• Activity:
Your task is to repeat all of the data exactly while excluding the pictures.

• Entries shown:
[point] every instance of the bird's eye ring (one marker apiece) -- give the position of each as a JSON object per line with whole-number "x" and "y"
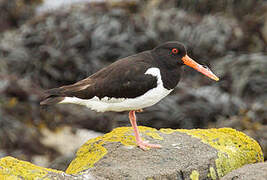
{"x": 174, "y": 51}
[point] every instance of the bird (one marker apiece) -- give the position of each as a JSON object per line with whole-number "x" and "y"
{"x": 131, "y": 83}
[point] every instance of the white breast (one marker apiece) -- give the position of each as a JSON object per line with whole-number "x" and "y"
{"x": 150, "y": 98}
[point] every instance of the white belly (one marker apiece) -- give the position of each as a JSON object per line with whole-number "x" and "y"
{"x": 150, "y": 98}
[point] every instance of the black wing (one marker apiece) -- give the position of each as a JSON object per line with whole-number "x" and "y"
{"x": 125, "y": 78}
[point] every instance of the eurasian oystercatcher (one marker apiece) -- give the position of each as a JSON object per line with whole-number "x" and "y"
{"x": 131, "y": 83}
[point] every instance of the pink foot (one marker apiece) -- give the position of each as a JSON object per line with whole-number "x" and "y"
{"x": 142, "y": 144}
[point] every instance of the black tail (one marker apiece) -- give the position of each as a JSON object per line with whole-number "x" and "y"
{"x": 51, "y": 100}
{"x": 53, "y": 96}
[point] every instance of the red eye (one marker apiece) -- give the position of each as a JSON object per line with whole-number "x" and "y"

• Answer to this task:
[point] every instance of the bird's eye ring (one marker apiece) -- give the position of each as a JSON object per line with whole-number "x" and "y"
{"x": 174, "y": 51}
[point] every instance of the bird (one marker apiece) -- give the position of each as a JSON object per line with whole-number "x" and "y"
{"x": 131, "y": 83}
[point] every instance of the white breast (one marker apiece) -- give the position of each as a JSON object per line with whole-number "x" and "y"
{"x": 150, "y": 98}
[point] every instance of the white belly (one marker apiece) -- give the position of each as a JSON object per line with whole-number "x" and "y"
{"x": 150, "y": 98}
[point] every instance of the black wing (one marker apiece) -- give the position of each as a JSON object per line with whole-number "x" and "y"
{"x": 125, "y": 78}
[point] every instance of the eurasian oystercatcher (one marker apiece) -- give the position of each as a JSON object per line with whole-number "x" and "y"
{"x": 131, "y": 83}
[point] every instance of the pink foot (one marker apiece) -- give the position of each as a JSON object per line with whole-number "x" and "y"
{"x": 142, "y": 144}
[point] every instance of the black tail (one marker apiece) -- give the position of each as a JSON object per line with whole-number "x" and "y"
{"x": 51, "y": 100}
{"x": 53, "y": 96}
[point] every instance of the red eye (one marker apiece) -- give the position of each as a JSON object per line with whole-number "x" and "y"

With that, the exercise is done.